== SELECTED EXTRACT ==
Exactly three years ago during October’s Breast Cancer Awareness month, I wrote a News-Sentinel column titled “Have We Become Excessively Pink?” In my article, I listed my credentials, if you will, as an anti-pink advocate.
My mother, two of my sisters and numerous other relatives and friends have survived breast cancer. For several years, I served on Lodi’s local American Cancer Society board of directors. Like everyone else, I’m aware of breast cancer. Pink doesn’t motivate me to become more involved.
Back in 2010, my concern was that pink mania distracted from the serious issues in battling breast cancer. During the intervening years, the pink fad has expanded from National Football and Major League Baseball games to include college and high school athletic events. When they played the Washington State Cougars, the Oregon Ducks ludicrously wore pink helmets to match their pink cleats, socks, and gloves. And last week at my local high school’s football game, vendors were hawking pink items and having trouble keeping up with the demand.

== TO DO ==
A – Answer these questions from the breast cancer awareness column:
(i) What was the title of the News-Sentinel column written three years earlier?
(ii) On which board did the writer serve for several years?
(iii) Which team were the Oregon Ducks playing when they wore pink helmets?
B – Copy verbatim the passage of the breast cancer awareness column starting at "My mother, two" and ending at "become more involved.".
Rely solely on the breast cancer awareness column for the answers.

== PROVIDED DATA ==
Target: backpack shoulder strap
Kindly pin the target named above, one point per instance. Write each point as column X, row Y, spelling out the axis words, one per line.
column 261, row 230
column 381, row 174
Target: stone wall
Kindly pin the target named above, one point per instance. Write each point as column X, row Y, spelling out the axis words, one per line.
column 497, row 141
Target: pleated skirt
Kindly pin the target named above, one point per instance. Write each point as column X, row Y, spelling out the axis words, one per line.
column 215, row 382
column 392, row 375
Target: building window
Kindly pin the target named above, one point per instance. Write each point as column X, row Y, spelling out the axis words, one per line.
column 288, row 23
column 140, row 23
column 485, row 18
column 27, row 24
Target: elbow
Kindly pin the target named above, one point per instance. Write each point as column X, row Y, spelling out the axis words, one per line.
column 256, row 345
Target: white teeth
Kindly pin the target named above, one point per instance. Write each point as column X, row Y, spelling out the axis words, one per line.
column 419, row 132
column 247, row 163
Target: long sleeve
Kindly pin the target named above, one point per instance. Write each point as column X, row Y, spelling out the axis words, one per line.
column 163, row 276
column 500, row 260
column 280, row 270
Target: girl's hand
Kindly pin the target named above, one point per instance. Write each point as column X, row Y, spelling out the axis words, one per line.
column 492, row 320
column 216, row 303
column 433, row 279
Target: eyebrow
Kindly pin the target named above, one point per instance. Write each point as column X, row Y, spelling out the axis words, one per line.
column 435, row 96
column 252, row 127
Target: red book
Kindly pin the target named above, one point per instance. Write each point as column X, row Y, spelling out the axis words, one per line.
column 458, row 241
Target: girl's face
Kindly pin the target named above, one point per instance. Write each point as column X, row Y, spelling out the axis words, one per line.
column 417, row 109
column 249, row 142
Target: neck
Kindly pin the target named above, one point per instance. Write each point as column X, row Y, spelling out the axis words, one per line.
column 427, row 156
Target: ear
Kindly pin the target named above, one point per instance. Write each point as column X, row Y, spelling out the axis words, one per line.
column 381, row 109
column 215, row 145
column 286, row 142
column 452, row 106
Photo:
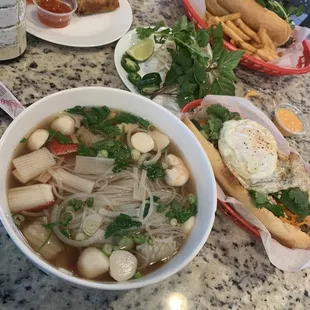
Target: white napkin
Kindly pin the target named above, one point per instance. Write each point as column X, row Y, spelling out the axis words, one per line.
column 282, row 257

== SOLUTION SET ==
A –
(i) "Have We Become Excessively Pink?"
(ii) Lodi's local American Cancer Society board of directors
(iii) The Washington State Cougars

B –
My mother, two of my sisters and numerous other relatives and friends have survived breast cancer. For several years, I served on Lodi’s local American Cancer Society board of directors. Like everyone else, I’m aware of breast cancer. Pink doesn’t motivate me to become more involved.